## Provided records
------------------------------------------------
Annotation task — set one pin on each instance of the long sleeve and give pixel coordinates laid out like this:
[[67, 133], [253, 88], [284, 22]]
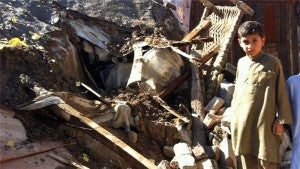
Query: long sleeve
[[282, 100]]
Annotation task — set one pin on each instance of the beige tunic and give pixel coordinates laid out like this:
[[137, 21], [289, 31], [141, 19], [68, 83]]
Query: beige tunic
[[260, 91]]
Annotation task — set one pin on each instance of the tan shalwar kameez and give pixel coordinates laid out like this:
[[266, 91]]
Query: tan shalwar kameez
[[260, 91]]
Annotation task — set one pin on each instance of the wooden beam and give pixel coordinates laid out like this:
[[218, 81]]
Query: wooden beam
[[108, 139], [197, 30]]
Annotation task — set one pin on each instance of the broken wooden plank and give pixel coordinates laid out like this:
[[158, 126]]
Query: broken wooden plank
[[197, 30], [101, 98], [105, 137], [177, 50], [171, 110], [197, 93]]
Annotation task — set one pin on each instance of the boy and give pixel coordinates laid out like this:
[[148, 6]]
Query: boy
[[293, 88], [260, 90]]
------------------------------------------------
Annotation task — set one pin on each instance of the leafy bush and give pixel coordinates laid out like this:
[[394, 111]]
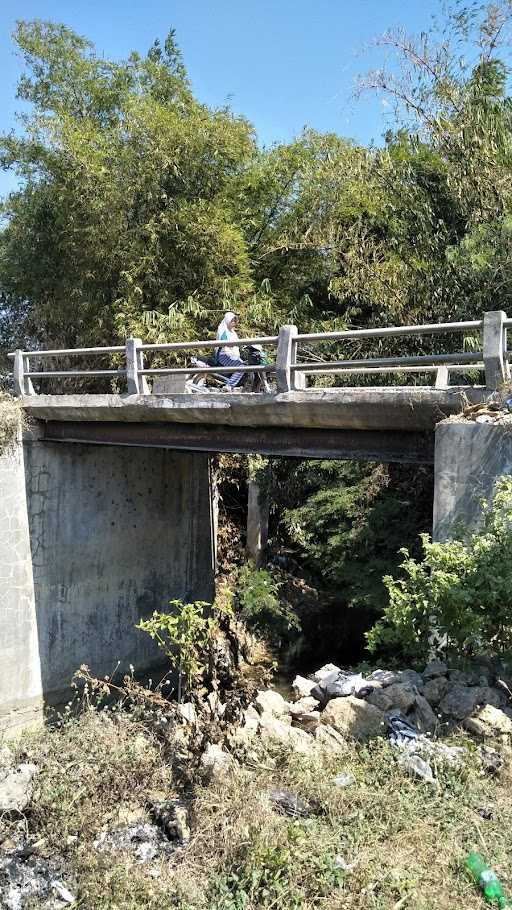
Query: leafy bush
------------------------------------------------
## Short problem
Rewrite the part of the entries that opens with the line containing "the boy and" and closes with the line containing "[[293, 88], [260, 90]]", both lines included, as a Markdown table with the columns Row and Line. Number each line in order, and leave out any blank lines.

## Exercise response
| Row | Line |
|---|---|
| 1 | Annotation task — set one pin on each instance of the boy and give pixel coordinates laid out like this: |
| 2 | [[148, 6]] |
| 3 | Query: boy |
| 4 | [[293, 88], [260, 90]] |